## begin

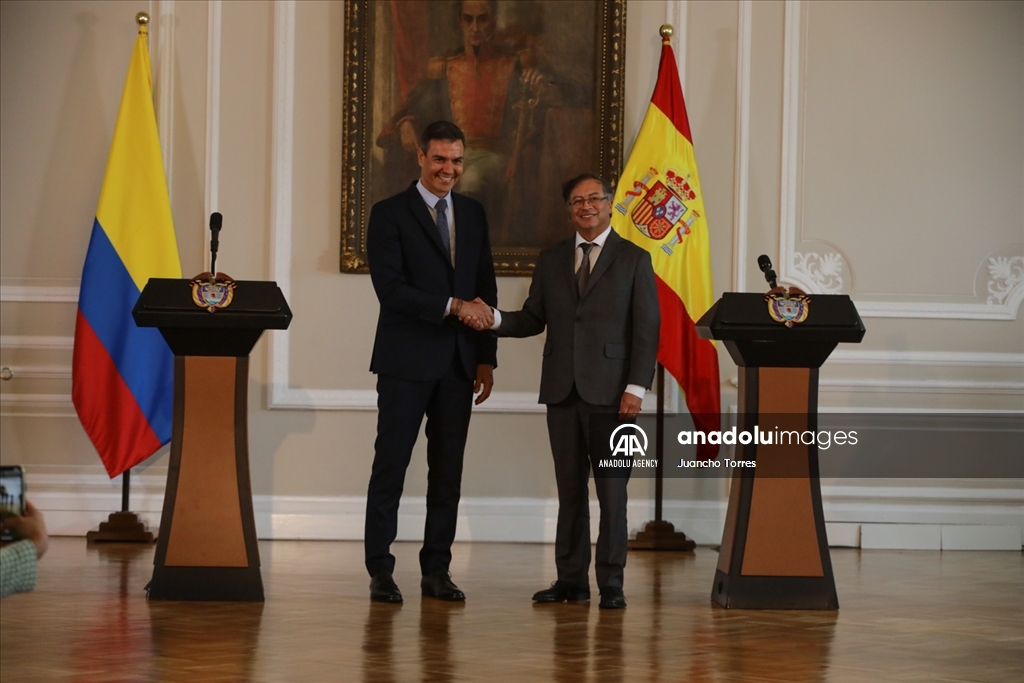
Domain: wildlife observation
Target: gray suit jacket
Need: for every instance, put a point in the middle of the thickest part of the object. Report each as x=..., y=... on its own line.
x=601, y=341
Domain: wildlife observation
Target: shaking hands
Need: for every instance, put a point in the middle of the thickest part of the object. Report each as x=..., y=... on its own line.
x=475, y=313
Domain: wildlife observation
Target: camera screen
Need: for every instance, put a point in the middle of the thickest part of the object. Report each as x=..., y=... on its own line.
x=11, y=493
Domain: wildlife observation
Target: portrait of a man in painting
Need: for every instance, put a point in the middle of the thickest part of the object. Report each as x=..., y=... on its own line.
x=527, y=81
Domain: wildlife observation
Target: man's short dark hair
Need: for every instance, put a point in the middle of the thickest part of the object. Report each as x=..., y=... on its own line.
x=571, y=183
x=492, y=9
x=440, y=130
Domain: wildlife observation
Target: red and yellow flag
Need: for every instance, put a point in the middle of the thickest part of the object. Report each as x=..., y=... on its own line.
x=658, y=207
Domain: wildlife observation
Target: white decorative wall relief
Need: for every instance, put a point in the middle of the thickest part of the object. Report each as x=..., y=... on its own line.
x=1006, y=274
x=824, y=269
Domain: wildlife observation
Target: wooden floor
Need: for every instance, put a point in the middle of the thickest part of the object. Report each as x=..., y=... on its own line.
x=912, y=615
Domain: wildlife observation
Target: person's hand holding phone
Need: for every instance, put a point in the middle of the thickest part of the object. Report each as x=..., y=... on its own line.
x=30, y=525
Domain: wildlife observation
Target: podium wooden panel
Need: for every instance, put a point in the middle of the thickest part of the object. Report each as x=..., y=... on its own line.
x=207, y=548
x=774, y=552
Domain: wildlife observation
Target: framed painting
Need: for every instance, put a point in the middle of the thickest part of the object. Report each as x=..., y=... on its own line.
x=536, y=85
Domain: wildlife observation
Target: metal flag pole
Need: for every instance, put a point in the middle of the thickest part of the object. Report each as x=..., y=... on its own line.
x=658, y=534
x=124, y=526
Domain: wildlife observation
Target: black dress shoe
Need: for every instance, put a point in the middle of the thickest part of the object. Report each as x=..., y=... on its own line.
x=439, y=586
x=383, y=588
x=612, y=598
x=563, y=591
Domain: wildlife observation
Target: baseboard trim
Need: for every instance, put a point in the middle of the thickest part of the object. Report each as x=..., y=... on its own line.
x=859, y=516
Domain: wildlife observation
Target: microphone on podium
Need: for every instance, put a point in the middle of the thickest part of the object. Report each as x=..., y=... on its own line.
x=765, y=264
x=215, y=220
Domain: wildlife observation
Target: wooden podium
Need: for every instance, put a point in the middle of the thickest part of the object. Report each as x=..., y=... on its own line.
x=207, y=549
x=774, y=552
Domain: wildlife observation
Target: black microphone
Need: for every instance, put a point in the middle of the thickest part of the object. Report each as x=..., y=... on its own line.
x=215, y=220
x=765, y=264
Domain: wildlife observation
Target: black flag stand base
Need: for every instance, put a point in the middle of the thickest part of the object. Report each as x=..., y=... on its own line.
x=122, y=526
x=660, y=535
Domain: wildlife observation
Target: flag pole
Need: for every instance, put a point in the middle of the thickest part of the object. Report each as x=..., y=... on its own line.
x=124, y=526
x=658, y=534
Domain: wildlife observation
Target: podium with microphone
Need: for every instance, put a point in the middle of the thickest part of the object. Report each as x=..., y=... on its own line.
x=207, y=545
x=774, y=552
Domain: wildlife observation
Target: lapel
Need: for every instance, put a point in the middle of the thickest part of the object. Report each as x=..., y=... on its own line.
x=608, y=252
x=419, y=209
x=463, y=228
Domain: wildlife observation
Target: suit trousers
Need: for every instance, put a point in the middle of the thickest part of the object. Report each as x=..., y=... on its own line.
x=569, y=431
x=446, y=402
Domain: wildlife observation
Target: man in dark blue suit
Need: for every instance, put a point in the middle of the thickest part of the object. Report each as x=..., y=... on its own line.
x=430, y=263
x=596, y=297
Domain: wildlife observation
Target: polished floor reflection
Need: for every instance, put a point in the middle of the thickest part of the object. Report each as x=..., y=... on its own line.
x=912, y=615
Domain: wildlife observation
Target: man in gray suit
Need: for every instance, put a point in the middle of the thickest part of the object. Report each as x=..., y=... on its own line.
x=596, y=295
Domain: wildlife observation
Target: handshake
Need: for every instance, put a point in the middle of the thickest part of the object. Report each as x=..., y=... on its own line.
x=475, y=313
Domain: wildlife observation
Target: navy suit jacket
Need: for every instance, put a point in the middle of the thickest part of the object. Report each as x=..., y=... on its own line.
x=413, y=276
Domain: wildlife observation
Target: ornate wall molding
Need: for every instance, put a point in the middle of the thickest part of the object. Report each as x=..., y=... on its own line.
x=824, y=267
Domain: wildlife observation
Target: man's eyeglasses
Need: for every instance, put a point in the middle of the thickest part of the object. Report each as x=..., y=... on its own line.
x=593, y=200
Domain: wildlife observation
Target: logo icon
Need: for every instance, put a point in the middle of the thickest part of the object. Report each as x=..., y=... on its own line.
x=628, y=442
x=787, y=307
x=657, y=207
x=212, y=292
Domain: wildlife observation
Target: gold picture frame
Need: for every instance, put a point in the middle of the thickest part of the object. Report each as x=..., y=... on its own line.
x=545, y=103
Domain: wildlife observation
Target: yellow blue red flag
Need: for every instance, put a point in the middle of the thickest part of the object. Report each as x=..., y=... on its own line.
x=659, y=207
x=122, y=375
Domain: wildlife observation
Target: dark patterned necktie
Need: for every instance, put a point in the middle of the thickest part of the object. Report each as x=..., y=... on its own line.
x=583, y=274
x=441, y=208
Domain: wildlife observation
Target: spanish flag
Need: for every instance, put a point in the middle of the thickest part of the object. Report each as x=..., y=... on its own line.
x=659, y=207
x=123, y=376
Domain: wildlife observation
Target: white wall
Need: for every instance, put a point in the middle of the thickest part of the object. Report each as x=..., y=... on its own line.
x=884, y=138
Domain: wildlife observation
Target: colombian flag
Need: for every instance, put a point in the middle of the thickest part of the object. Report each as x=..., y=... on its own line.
x=123, y=376
x=658, y=206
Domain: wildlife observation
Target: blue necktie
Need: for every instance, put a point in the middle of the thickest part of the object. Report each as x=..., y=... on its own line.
x=441, y=208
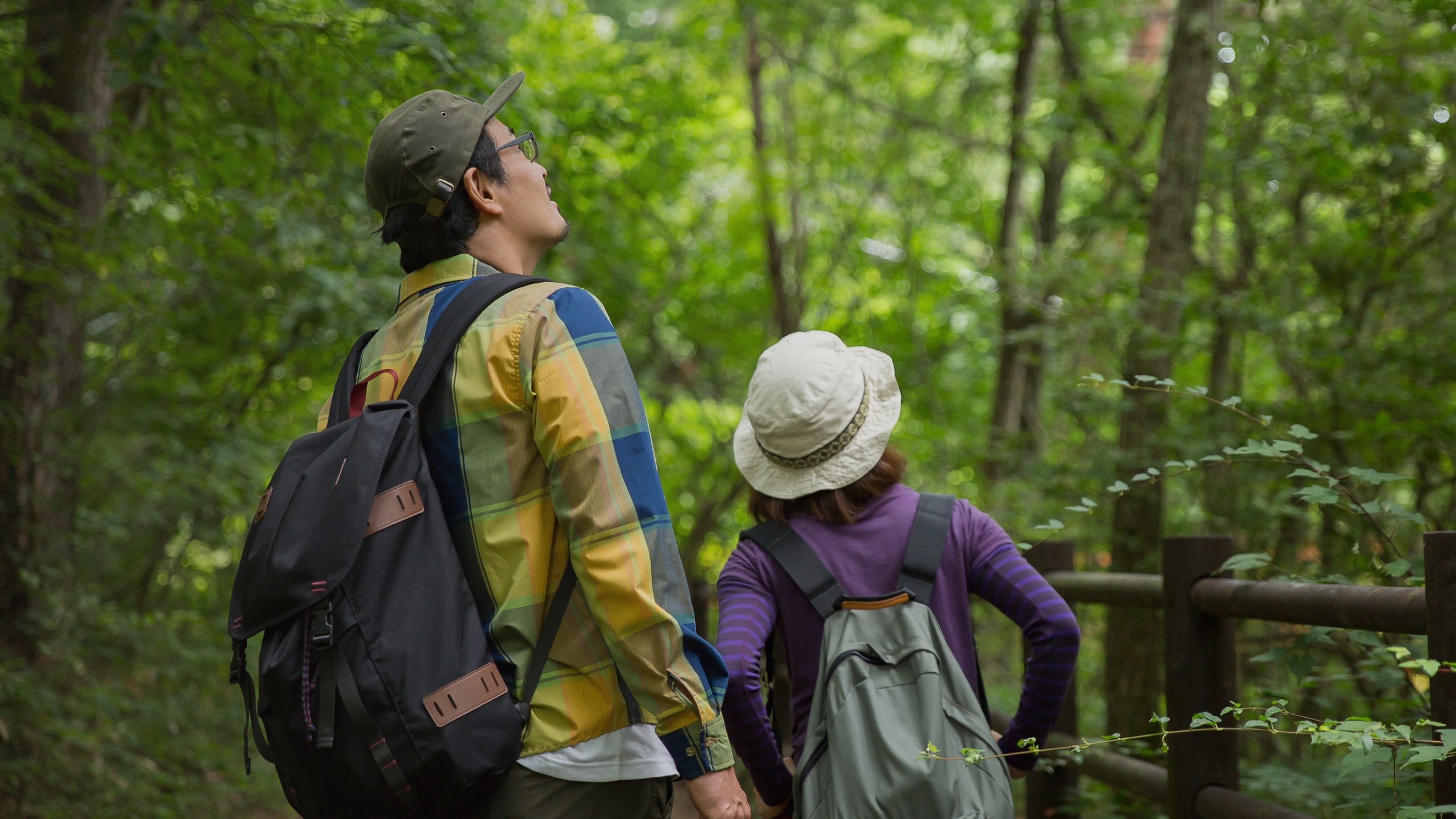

## end

WRITTEN INSTRUCTION:
Reproduce all of the records above with "wildlife observation" changed to "press photography" everywhere it appears and everything else left as it is. Leave the pictures out.

CORRECT OUTPUT:
Domain: press photography
Target: gray suit jacket
Need: for every instance, put a point in the middle of the thickest part of the object. Report each as x=..., y=... on its own line.
x=601, y=341
Domain: press photography
Target: shaking hands
Need: for every instance, put a point in the middle of the thickest part of the object. Report each as x=..., y=... on its own line.
x=475, y=313
Domain: press photography
Target: camera screen
Need: for every instance, put a point in the middle of the thickest part of the object. Report each as x=..., y=... on its own line.
x=11, y=493
Domain: press photography
Target: portrait of a man in painting
Need: for every instance, put a point in the middle of the thickest part of the object. Report each as x=..., y=... on its own line.
x=527, y=81
Domain: press photography
Target: man's short dark hair
Need: for every instance, put a point in the middle of the thickest part of the object. Report each as x=..., y=... on its own line.
x=571, y=183
x=492, y=9
x=440, y=130
Domain: press photography
Target: red and yellow flag
Need: for every instance, put a point in the middle of the thickest part of the object. Report each as x=..., y=... on its own line.
x=658, y=207
Domain: press photography
Target: white decorative wall relief
Need: for every instance, put a point in the middle of the thickest part of the object. Report each as x=..., y=... on its own line.
x=1006, y=274
x=824, y=269
Domain: press photography
Target: wooden floor
Need: for every instance, put a point in the middle of the thickest part of the object. Report each as x=..., y=... on its own line.
x=912, y=615
Domain: press photography
Target: person's hand holding phone
Need: for every instance, put a point in the middle of the thickest part of the object. Report each as x=..., y=... on its own line.
x=30, y=525
Domain: press photography
Target: podium wooden panel
Need: for every instance, put a point in the middle of the thickest part of the object. Report each as x=..., y=... on its own line.
x=207, y=548
x=774, y=552
Domain: press photography
Target: framed painting
Need: for every instance, put a point in the middle of the thickest part of the object. Report each as x=..., y=... on its own line.
x=536, y=85
Domain: press photography
Target: metal flag pole
Need: for every instance, put a point in the middle of the thickest part of the object. Report each as x=..., y=... on its own line.
x=658, y=534
x=124, y=526
Domain: press photography
Target: black dress shoe
Need: for every instance, put a point in the middle of the thickest part of the object. Report each as x=..., y=... on its own line.
x=439, y=586
x=383, y=588
x=612, y=598
x=563, y=591
Domain: press photography
Target: baseboard trim
Need: for every instance, put a point in the middle of the thickest part of the object. Report each as x=..., y=... on its own line.
x=859, y=516
Domain: press photography
Target: microphone on podium
Need: for every instance, put a point in the middle of the thickest part of the object. Report each as x=..., y=... on its own line.
x=765, y=264
x=215, y=220
Domain: press photography
Target: wooden podium
Need: for every instance, put a point in the middle of the thickest part of the object. Report each as x=..., y=... on its own line.
x=207, y=549
x=774, y=552
Domain: press photography
Target: black microphone
Need: for every instance, put a point in the middle of the thickest part of the object. Report each as x=..., y=... on its own line.
x=215, y=220
x=765, y=264
Domain: press photography
Target: black flag stand base
Need: for every instance, put a point in the middle of the thickest part of the object. Report each as x=..., y=... on its own line.
x=122, y=526
x=660, y=535
Domain: press photography
Target: flag pole
Need: for every instance, put a point in the middle of the thickest part of the object. Report each as x=..., y=... on its own line.
x=124, y=526
x=658, y=534
Domain: press photography
Target: podium with microphone
Need: for every instance, put a point in the middle of the thickest part of the object. Report each as x=..., y=... on its own line.
x=207, y=545
x=774, y=552
Domain: press photography
Target: lapel
Need: for every instance, put a point in the middle of the thickest part of the object. Report each as x=..., y=... on its own line.
x=608, y=252
x=419, y=209
x=463, y=228
Domain: press photography
Target: suit trousers
Need: for every instance, put a point in the middle of the thickest part of the object. Report each as x=..., y=... on its own line.
x=569, y=431
x=446, y=402
Domain: press photography
Target: man in dark blue suit
Need: for every instance, put a point in the middle of the thickest part of the object. Report each as x=..., y=... on its own line.
x=430, y=263
x=596, y=297
Domain: press photography
Target: polished floor reflection
Need: for every instance, put a point in the middle of the thickest part of the object. Report each as x=..., y=... on its own line.
x=912, y=615
Domain: press photography
Target: man in gray suit
Need: for every instance, put a point in the middle of the thickest part of the object. Report each as x=..., y=... on its own line.
x=596, y=295
Domain: press photography
Target: handshake
Need: for every instance, put a point in the middle of the thickest part of the object. Report each as x=..., y=... on its own line.
x=475, y=313
Domain: press photography
Target: navy suit jacket
Need: for every instance, put a point in the middle of the thickest part of the object. Report each as x=..., y=... on its own line.
x=413, y=276
Domain: press photography
Target: ornate wall molding
Need: for every instance, put a point in the middle of the thickest part of the object. Report each as x=..., y=... on its own line.
x=824, y=267
Domain: press photography
Target: man's eyeglasses
Need: for every instance, put a point in the middle of the thickest part of the object. Report each as x=..., y=... on its own line.
x=593, y=200
Domain: press photography
Target: logo icon
Need: for every instance, put a point in the middle of the thickest part of the object. Report each as x=..., y=... on its own line.
x=628, y=442
x=787, y=307
x=657, y=207
x=212, y=292
Domain: press photography
Target: gold picture frame
Need: for every instance, put a point in the middle of the thickest part of the object. Report each as x=..., y=... on its own line.
x=545, y=103
Domain: press photography
Target: yellow blue red flag
Need: for every instance, put a point in the middle of the thickest part of the object. Report each as x=..., y=... on its own line.
x=659, y=207
x=122, y=375
Domain: press photography
Target: dark patterned necktie
Need: for every instance, put a point in the middle of the thickest part of the object. Report each as x=..., y=... on its own line.
x=583, y=274
x=441, y=208
Domain: press photography
Target: spanish flag
Need: for every instance, put a point in the middle of the thickest part of the object. Report each as x=..., y=... on its own line.
x=659, y=207
x=123, y=376
Domain: press photography
Target: white wall
Need: for every instance, put a point in the middle of the thickest part of the object. Report each as x=..., y=... on its own line.
x=884, y=138
Domain: press photography
Target: colombian flag
Need: for every instance, put a point in the middle of the thickest part of the object. Report each as x=..., y=... on its own line.
x=123, y=376
x=658, y=206
Domain: press photography
Target: blue necktie
Need: for every instance, put a point in the middle of the thickest part of the object. Report each as x=..., y=... on its own line.
x=441, y=208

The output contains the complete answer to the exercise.